By Aaron J. Brown
The Iron Range is a string of tight knit, working class communities strung along several iron ore formations in northern Minnesota. The hills, trees, and waters of this place have held significance to humans for centuries, but since the end of the Industrial Revolution the Iron Range has been the backbone of American progress, fueling the World War II war machine and the postwar economic expansion with millions of tons of iron ore for steel.
The past weighs heavy on the Iron Range horizon. On the edge of each town lies mine dumps, piles of overburden dug from the ground by five generations of Iron Rangers as they chased fingers of ore through the ground in open pits and underground mine shafts.
Historians describe a sea of ancient lava that covered the earth in its formative years. A bubble rich in minerals, especially in iron, rose to the top and was frozen in rock as the surface cooled into the world that humans came to know. The iron ranges, among them the Mesabi, Cuyuna and Vermilion, formed a great rise in the topography that the Native America called Big Man Hills or sleeping giant, which in the Ojibwa language translates from missabe, the name of the largest iron range. In the prehistoric times indigenous tribes battled over the region’s valuable resources and strategic location. By the 1600s, French voyageurs were trading with the natives for furs. Through the 1800s, Europeans and tribal wars forced people west and loggers moved in to harvest the region’s massive white pines. A gold rush in the 1860s and ‘70s yielded no gold, but iron was discovered and by 1884 mining operations had begun.

SET PROBLEM A: Rewrite the Iron Range text starting with "By Aaron J." and going on through "underground mine shafts.", putting "waste rock" in place of "overburden".
The Iron Range text and the entries after it come from unrelated sources.

DATA FOR PROCESSING:

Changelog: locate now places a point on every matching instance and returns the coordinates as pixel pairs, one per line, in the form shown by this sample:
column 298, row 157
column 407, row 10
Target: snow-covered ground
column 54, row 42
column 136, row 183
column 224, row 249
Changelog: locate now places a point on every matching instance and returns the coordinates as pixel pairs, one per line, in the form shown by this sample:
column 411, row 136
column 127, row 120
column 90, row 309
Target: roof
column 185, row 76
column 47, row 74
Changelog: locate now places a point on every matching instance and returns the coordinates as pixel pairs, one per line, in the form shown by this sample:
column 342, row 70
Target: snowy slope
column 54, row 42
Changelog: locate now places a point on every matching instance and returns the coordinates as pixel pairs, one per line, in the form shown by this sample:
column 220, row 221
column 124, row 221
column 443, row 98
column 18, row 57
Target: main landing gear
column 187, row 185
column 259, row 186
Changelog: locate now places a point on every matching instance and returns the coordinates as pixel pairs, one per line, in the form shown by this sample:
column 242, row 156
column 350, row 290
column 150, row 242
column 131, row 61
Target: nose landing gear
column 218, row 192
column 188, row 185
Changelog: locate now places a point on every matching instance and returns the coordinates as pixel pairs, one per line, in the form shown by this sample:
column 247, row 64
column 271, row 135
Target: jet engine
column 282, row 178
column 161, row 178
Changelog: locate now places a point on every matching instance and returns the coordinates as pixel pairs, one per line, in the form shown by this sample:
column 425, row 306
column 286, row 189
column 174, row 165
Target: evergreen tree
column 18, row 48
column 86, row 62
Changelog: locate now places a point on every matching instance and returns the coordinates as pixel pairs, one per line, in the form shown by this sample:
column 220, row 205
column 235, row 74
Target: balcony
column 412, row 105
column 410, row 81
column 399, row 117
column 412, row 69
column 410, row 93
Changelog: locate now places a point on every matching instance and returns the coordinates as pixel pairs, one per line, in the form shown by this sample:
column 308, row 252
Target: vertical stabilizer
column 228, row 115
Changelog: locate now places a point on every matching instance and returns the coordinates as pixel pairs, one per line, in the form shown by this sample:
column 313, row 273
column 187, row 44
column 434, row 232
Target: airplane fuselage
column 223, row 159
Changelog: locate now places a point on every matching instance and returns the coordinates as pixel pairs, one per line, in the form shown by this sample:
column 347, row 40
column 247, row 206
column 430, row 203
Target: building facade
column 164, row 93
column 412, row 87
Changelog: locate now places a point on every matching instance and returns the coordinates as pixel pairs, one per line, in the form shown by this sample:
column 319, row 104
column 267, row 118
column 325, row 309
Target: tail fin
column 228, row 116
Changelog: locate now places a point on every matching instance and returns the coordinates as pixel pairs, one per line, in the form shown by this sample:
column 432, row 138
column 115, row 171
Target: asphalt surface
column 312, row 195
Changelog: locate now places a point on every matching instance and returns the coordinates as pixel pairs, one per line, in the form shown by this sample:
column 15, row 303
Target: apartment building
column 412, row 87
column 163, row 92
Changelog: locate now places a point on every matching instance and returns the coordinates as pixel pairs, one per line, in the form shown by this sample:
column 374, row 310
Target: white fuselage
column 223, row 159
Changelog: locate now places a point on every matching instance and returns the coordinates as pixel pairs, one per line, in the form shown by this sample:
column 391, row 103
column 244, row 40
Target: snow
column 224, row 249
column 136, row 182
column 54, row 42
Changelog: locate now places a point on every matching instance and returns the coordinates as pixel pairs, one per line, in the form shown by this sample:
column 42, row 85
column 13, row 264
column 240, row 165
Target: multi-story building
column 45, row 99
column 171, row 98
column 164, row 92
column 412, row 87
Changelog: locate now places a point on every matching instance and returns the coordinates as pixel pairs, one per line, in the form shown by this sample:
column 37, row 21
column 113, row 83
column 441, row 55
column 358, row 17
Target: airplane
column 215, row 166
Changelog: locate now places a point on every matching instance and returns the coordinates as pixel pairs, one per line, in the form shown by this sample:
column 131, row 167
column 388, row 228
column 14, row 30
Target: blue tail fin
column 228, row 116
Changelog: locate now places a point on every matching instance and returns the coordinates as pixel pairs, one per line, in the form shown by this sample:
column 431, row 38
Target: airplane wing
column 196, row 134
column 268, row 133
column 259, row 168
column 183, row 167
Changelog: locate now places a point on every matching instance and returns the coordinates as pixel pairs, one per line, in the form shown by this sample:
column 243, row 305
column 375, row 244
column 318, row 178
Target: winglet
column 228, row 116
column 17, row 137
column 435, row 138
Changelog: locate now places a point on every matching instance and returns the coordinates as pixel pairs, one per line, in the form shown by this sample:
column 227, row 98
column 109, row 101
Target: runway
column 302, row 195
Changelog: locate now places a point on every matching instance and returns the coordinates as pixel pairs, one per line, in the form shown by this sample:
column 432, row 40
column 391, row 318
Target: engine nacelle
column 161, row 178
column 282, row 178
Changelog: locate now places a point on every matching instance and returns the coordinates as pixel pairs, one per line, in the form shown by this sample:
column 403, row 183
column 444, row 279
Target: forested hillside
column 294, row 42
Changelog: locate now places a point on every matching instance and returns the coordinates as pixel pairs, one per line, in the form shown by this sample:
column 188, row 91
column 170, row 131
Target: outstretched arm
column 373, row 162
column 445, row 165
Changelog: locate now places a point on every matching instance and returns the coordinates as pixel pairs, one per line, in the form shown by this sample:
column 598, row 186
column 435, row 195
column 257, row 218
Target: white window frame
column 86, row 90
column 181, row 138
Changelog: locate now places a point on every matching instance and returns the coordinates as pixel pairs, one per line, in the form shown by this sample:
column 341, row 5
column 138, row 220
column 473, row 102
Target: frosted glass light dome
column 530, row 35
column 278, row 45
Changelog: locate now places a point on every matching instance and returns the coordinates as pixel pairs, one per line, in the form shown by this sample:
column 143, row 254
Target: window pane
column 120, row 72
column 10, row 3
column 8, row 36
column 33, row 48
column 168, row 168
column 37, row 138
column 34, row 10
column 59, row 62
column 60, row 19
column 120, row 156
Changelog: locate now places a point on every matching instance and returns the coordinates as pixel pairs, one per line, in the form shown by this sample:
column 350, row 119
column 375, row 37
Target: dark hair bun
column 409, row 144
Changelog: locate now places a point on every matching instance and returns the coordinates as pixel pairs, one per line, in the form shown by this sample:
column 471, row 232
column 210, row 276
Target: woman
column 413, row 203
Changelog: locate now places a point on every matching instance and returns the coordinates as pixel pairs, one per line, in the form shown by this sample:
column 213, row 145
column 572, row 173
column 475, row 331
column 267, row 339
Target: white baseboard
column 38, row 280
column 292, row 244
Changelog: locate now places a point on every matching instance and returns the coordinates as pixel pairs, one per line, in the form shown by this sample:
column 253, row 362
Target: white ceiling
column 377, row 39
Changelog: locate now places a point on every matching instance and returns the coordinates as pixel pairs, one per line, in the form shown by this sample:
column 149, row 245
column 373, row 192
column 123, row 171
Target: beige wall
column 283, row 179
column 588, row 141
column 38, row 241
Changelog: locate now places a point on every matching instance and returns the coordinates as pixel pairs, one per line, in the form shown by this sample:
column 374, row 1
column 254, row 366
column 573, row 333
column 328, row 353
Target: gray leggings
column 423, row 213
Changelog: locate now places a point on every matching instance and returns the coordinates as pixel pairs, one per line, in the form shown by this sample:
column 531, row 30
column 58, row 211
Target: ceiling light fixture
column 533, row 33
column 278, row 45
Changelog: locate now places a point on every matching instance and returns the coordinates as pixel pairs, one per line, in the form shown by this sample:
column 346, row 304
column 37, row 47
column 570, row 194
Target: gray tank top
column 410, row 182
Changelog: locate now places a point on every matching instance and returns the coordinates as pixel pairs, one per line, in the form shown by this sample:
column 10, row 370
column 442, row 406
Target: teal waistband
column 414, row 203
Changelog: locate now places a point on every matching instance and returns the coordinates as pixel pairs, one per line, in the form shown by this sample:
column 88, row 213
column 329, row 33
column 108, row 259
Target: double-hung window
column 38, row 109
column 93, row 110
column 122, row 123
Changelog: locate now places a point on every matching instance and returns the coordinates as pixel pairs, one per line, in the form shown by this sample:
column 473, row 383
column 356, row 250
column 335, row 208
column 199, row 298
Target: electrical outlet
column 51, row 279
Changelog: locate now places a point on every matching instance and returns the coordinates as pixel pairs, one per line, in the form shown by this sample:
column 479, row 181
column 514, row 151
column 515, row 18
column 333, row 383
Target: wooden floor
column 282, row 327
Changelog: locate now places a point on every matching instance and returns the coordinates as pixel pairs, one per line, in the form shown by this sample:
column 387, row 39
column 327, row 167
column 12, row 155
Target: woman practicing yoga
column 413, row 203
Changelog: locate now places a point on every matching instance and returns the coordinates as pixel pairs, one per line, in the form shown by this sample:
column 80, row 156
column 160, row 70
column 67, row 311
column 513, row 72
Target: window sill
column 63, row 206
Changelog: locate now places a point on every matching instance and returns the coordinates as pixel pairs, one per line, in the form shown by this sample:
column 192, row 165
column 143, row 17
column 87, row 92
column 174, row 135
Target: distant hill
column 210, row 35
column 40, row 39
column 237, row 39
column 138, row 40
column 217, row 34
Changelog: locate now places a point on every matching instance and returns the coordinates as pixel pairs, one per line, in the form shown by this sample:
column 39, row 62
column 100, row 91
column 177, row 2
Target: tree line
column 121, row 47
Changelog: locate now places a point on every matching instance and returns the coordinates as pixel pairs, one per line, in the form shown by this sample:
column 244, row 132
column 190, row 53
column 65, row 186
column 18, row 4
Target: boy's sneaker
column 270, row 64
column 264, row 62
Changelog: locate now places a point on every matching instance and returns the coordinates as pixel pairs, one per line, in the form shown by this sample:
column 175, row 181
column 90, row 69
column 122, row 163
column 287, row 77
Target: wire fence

SET PROBLEM B: Count the lines of the entries that contain the string "building". Reply with the number alone.

EXERCISE RESPONSE A:
By Aaron J. Brown
The Iron Range is a string of tight knit, working class communities strung along several iron ore formations in northern Minnesota. The hills, trees, and waters of this place have held significance to humans for centuries, but since the end of the Industrial Revolution the Iron Range has been the backbone of American progress, fueling the World War II war machine and the postwar economic expansion with millions of tons of iron ore for steel.
The past weighs heavy on the Iron Range horizon. On the edge of each town lies mine dumps, piles of waste rock dug from the ground by five generations of Iron Rangers as they chased fingers of ore through the ground in open pits and underground mine shafts.

EXERCISE RESPONSE B: 3